# Question 1 - Applications/Offers/Entrances for departments by nationality

The data used came from the following website: https://public.tableau.com/app/profile/lseplanningdivision/vizzes. This contains all the official statistics on students which LSE publishes. Specifically, we used the "LSE applications, Offers and Entrants" tableau which breaks down the applications for various departments for both levels of study over the past 5 years by country.

The problem with this data source was that the website is not dynmaically generated and therefore we can not use BeautifulSoup to scrape the data. We further tried to obtain the data via FOI (Freedom of Information) but unfortunately due to restricted access to the data this was not a possibility.

Therefore, to circumvent this issue we downloaded the data as a pdf. Then we used the tabula and jpype modules to convert this pdf into a csv. 

IMPORTANT: To run this code you have to have Java installed. 

Converting the pdf to csv:

In [None]:
import requests
import pandas as pd
import tabula
import jpype


# URL of the PDF download link
#pdf_download_url = "https://public.tableau.com/vizql/w/ApplicationsOffersandEntrants/v/About/tempfile/sessions/6CFB072D66F548F0BD680B6D8269BD44-0:0/?key=2889495739&keepfile=yes&attachment=yes"
#pdf_download_url = "https://public.tableau.com/vizql/w/LSEStatisticsonStudents/v/TableA/tempfile/sessions/E54A8D2F36614981A37995A0DF6C69BC-0:0/?key=674594458&keepfile=yes&attachment=yes"
# Send a GET request to download the PDF file
#response = requests.get(pdf_download_url)

# Save the content of the response to a file with .pdf extension
file_path = "Data/LSE_Students_acceptance_program_v1.pdf"
#with open(file_path, "wb") as f:
#    f.write(response.content)

# Extract the table from the PDF file
tables = tabula.read_pdf(file_path, pages='all', multiple_tables=True)

# Check if any tables are extracted
if tables:
    # Concatenate all tables into one DataFrame if there are multiple
    combined_table = pd.concat(tables, ignore_index=True)
    
    # Save the combined
    
    table to a CSV file
    csv_file = "Data/data_table.csv"
    combined_table.to_csv(csv_file, index=False)
    print(f"Table saved to {csv_file}")
else:
    print("No table found in the PDF file.")
• • • • •
● Direction A:
Duplicate the stretch of the LSE admissions data page from "The problem with" through "have Java installed.".

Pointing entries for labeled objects
• • • • •
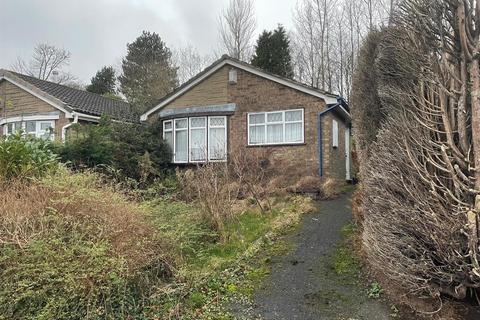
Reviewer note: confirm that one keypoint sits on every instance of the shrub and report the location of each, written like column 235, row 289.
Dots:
column 73, row 248
column 130, row 150
column 209, row 184
column 23, row 157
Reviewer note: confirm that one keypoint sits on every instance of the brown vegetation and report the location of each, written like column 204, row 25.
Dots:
column 84, row 205
column 420, row 187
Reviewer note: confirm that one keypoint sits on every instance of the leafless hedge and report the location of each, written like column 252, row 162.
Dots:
column 421, row 185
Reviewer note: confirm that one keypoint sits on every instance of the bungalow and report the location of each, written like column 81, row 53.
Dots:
column 46, row 110
column 232, row 105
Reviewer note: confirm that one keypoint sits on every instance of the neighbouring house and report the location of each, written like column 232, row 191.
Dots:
column 46, row 110
column 232, row 105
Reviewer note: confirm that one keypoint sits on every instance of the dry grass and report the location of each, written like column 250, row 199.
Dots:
column 86, row 205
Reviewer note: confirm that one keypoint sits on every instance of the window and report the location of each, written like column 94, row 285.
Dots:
column 168, row 133
column 12, row 127
column 38, row 129
column 217, row 138
column 335, row 134
column 277, row 127
column 180, row 153
column 197, row 139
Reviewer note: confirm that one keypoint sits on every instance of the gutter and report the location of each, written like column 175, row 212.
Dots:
column 340, row 103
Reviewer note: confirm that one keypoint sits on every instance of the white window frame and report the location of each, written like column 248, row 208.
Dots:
column 175, row 139
column 190, row 129
column 334, row 133
column 226, row 138
column 173, row 136
column 38, row 133
column 266, row 123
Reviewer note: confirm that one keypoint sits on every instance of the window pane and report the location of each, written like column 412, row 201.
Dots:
column 217, row 122
column 257, row 134
column 198, row 145
column 293, row 132
column 274, row 133
column 293, row 115
column 217, row 143
column 197, row 122
column 181, row 124
column 181, row 146
column 274, row 117
column 257, row 118
column 45, row 130
column 30, row 126
column 168, row 136
column 335, row 133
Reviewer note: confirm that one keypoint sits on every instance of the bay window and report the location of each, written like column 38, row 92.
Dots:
column 276, row 127
column 197, row 139
column 42, row 129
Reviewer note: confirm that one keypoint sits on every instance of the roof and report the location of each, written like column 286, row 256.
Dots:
column 74, row 100
column 226, row 60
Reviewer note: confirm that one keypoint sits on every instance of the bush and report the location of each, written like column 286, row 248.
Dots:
column 73, row 248
column 129, row 150
column 22, row 157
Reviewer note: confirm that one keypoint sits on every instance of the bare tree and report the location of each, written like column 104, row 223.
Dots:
column 325, row 52
column 237, row 25
column 189, row 62
column 46, row 63
column 422, row 177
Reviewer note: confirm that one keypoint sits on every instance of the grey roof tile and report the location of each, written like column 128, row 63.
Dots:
column 84, row 101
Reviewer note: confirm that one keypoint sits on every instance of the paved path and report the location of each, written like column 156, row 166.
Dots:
column 300, row 287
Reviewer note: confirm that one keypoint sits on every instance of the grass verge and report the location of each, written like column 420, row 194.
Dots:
column 213, row 274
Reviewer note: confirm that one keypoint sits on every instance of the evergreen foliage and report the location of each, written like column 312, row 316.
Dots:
column 103, row 82
column 272, row 53
column 147, row 71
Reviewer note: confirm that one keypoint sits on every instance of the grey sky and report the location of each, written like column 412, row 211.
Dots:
column 96, row 31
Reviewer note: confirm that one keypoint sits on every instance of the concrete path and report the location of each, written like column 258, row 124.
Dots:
column 300, row 285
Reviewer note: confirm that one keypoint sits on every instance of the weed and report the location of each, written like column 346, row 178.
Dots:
column 374, row 291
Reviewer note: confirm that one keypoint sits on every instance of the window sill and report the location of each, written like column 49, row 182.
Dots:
column 276, row 145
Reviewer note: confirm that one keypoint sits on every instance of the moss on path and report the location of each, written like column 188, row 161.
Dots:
column 321, row 278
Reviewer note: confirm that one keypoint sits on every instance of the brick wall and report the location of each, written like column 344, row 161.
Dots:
column 252, row 93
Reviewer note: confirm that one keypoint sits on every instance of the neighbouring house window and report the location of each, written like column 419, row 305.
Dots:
column 197, row 139
column 335, row 134
column 277, row 127
column 42, row 129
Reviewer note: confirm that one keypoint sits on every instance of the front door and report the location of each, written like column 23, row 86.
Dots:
column 347, row 154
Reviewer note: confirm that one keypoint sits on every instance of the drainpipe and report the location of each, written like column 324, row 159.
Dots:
column 320, row 134
column 65, row 127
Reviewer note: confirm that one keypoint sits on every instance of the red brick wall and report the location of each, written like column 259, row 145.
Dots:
column 252, row 93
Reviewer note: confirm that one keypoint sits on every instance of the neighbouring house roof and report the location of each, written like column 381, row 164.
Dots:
column 72, row 100
column 329, row 98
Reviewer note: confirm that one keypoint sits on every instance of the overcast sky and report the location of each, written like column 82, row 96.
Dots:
column 96, row 31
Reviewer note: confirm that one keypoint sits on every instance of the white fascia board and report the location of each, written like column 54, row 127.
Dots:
column 87, row 117
column 328, row 99
column 144, row 116
column 29, row 118
column 58, row 106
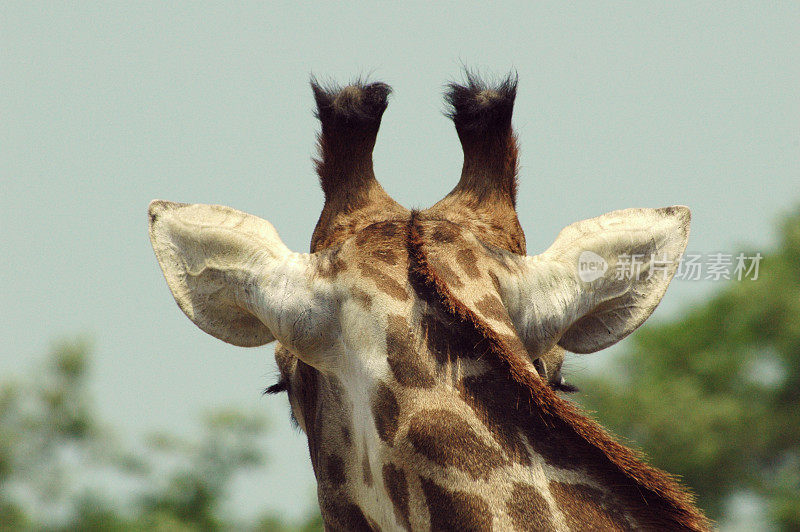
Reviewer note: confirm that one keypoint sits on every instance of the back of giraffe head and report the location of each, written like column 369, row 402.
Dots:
column 484, row 198
column 454, row 275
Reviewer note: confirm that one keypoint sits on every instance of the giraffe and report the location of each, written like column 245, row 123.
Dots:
column 421, row 350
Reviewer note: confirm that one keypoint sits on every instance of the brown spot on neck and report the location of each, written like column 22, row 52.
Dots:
column 394, row 480
column 448, row 441
column 385, row 411
column 455, row 511
column 529, row 510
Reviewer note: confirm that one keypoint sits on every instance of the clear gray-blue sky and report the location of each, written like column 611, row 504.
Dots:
column 105, row 106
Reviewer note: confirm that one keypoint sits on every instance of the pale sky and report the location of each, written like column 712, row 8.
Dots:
column 105, row 106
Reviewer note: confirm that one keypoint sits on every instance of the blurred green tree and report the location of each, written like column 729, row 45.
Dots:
column 53, row 449
column 715, row 395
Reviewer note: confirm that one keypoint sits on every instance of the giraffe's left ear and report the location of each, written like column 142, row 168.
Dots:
column 598, row 282
column 233, row 277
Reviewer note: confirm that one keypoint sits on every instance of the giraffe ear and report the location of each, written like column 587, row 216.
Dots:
column 599, row 281
column 233, row 277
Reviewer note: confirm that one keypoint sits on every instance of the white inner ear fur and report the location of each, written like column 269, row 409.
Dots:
column 580, row 295
column 234, row 278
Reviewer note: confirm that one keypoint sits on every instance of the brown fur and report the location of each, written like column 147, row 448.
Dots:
column 573, row 436
column 507, row 398
column 484, row 200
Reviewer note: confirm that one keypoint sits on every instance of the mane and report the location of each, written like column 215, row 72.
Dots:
column 658, row 488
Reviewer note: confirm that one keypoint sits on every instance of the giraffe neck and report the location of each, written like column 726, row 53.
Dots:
column 431, row 427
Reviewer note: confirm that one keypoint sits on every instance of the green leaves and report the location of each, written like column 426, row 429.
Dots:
column 715, row 396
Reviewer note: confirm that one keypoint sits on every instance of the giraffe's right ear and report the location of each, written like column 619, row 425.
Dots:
column 233, row 277
column 599, row 280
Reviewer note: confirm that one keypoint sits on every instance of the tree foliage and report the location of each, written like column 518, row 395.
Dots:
column 59, row 464
column 715, row 395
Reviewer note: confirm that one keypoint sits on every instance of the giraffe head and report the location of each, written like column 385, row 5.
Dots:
column 422, row 350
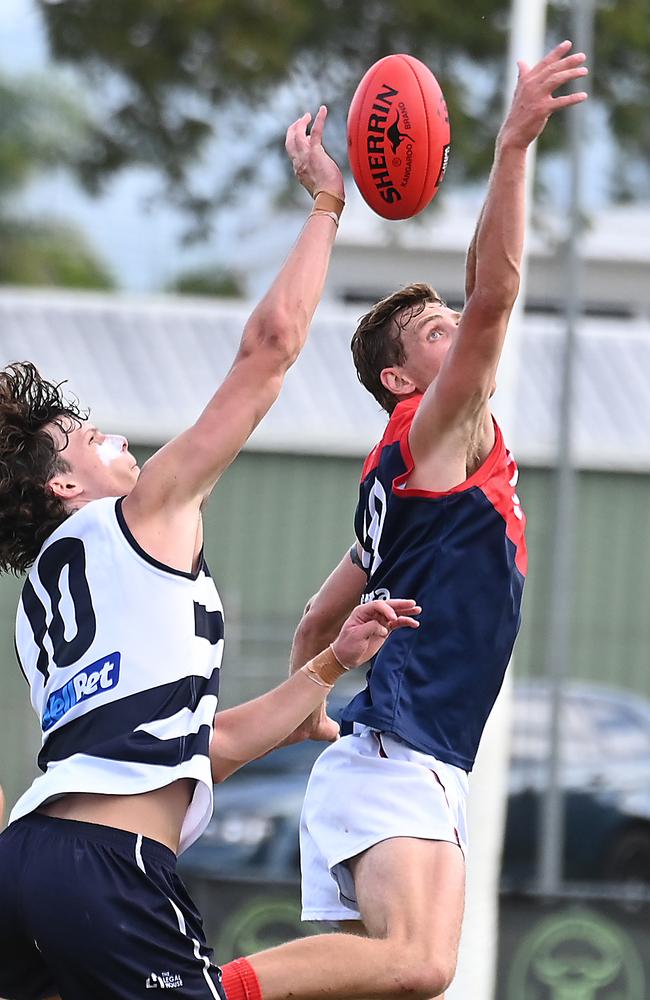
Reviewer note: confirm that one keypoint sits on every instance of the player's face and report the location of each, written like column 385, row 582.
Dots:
column 101, row 465
column 426, row 339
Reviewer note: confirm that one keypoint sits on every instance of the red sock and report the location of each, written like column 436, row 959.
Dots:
column 239, row 981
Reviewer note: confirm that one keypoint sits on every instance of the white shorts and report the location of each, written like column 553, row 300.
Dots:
column 364, row 789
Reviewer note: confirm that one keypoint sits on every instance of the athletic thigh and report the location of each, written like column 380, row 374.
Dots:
column 413, row 891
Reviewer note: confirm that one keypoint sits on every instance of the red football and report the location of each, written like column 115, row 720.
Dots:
column 398, row 136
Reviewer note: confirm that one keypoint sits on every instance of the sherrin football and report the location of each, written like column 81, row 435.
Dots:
column 398, row 136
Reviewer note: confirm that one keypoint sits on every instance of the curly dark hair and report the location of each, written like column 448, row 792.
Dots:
column 377, row 341
column 29, row 457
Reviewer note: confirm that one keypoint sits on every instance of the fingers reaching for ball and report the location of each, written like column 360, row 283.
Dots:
column 535, row 101
column 312, row 165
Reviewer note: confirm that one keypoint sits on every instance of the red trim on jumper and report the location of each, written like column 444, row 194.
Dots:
column 240, row 981
column 477, row 478
column 501, row 492
column 400, row 421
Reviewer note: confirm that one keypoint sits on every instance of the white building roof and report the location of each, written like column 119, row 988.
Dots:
column 147, row 366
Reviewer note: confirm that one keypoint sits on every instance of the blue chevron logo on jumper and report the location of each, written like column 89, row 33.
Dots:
column 102, row 675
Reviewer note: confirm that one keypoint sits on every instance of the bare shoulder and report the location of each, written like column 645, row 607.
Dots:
column 453, row 457
column 171, row 535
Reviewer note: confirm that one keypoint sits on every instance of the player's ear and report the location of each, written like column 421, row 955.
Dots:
column 397, row 382
column 64, row 486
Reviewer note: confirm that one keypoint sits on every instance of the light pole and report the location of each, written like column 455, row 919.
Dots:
column 476, row 975
column 558, row 645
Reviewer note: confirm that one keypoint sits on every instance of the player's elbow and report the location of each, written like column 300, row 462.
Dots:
column 274, row 338
column 493, row 302
column 315, row 628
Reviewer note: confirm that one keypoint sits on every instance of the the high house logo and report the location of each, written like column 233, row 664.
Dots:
column 94, row 679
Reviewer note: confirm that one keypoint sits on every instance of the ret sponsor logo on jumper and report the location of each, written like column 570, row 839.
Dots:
column 102, row 675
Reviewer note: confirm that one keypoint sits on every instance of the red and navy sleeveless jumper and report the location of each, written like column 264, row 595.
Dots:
column 462, row 555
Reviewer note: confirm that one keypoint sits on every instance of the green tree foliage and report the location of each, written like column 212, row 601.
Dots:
column 175, row 73
column 42, row 130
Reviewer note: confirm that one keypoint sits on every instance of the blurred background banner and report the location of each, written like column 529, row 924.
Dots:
column 144, row 203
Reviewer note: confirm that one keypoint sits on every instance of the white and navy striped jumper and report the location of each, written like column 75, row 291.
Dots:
column 122, row 656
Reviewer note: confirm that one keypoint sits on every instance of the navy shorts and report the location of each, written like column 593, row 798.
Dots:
column 88, row 911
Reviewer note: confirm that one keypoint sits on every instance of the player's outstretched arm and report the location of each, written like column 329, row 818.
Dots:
column 250, row 730
column 456, row 402
column 184, row 471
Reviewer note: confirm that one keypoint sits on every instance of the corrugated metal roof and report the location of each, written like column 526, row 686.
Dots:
column 147, row 366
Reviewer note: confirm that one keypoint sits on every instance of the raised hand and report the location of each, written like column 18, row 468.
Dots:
column 365, row 631
column 314, row 168
column 533, row 102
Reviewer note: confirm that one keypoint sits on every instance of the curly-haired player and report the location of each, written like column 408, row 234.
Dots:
column 119, row 633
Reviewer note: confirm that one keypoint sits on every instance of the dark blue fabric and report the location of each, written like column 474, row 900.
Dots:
• • • • •
● Direction B:
Set down the stretch of the rows from their start through the line containing "column 420, row 187", word for word, without the pictures.

● Complete output A:
The problem with this data source was that the website is not dynmaically generated and therefore we can not use BeautifulSoup to scrape the data. We further tried to obtain the data via FOI (Freedom of Information) but unfortunately due to restricted access to the data this was not a possibility.

Therefore, to circumvent this issue we downloaded the data as a pdf. Then we used the tabula and jpype modules to convert this pdf into a csv. 

IMPORTANT: To run this code you have to have Java installed.

● Complete output B:
Reviewer note: confirm that one keypoint sits on every instance of the shrub and report the location of each, written like column 235, row 289.
Dots:
column 73, row 248
column 130, row 150
column 209, row 184
column 23, row 157
Reviewer note: confirm that one keypoint sits on every instance of the brown vegetation and report the location of each, written like column 204, row 25.
Dots:
column 84, row 205
column 420, row 187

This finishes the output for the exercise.